PROBLEM TO WORK ON: Show every line from the data below that contains the word "background", copied in full. Case matters.
___ TASK INPUTS ___
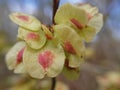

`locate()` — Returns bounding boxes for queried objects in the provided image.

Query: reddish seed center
[46,34,52,40]
[17,15,29,22]
[63,41,76,54]
[87,13,92,20]
[38,51,55,69]
[27,33,39,40]
[70,18,84,29]
[65,59,75,70]
[17,48,25,64]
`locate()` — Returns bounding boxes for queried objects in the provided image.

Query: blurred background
[0,0,120,90]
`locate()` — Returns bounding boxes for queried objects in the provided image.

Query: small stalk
[51,78,56,90]
[51,0,59,90]
[52,0,60,24]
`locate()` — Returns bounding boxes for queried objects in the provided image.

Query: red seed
[17,48,25,64]
[87,13,92,20]
[17,15,29,22]
[45,34,53,40]
[70,18,84,29]
[63,41,76,54]
[38,51,55,69]
[27,33,39,40]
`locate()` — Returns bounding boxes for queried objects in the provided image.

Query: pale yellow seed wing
[6,42,25,70]
[79,4,98,16]
[14,62,27,73]
[18,27,46,49]
[79,26,96,42]
[63,67,80,80]
[46,43,65,77]
[9,12,41,31]
[54,3,88,24]
[68,54,84,68]
[42,25,53,40]
[23,47,45,79]
[53,24,85,57]
[23,42,65,79]
[88,13,103,33]
[55,81,70,90]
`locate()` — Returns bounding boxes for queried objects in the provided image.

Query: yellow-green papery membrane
[23,41,65,79]
[18,27,46,49]
[9,12,41,31]
[6,41,26,73]
[87,13,103,33]
[78,26,96,42]
[78,4,98,20]
[54,3,88,26]
[42,25,53,40]
[67,53,85,68]
[53,24,85,57]
[78,4,103,33]
[62,64,80,80]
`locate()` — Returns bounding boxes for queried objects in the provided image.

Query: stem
[51,0,59,90]
[51,78,56,90]
[52,0,59,24]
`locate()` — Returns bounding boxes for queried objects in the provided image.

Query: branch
[52,0,59,24]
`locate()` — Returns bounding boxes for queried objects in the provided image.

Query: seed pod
[9,12,41,31]
[54,3,88,25]
[23,41,65,79]
[53,24,85,57]
[6,41,26,73]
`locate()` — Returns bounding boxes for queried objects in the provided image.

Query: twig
[52,0,60,24]
[51,78,56,90]
[51,0,59,90]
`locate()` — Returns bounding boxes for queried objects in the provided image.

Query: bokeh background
[0,0,120,90]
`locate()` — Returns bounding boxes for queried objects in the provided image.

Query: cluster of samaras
[6,3,103,79]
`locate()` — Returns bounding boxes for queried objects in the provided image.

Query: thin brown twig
[52,0,60,24]
[51,0,59,90]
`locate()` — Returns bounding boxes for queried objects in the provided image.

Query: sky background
[0,0,120,41]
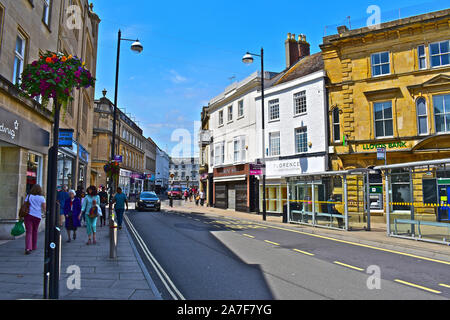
___
SOLVED EXERCISE:
Query: blurred background
Query: bokeh background
Query: sky background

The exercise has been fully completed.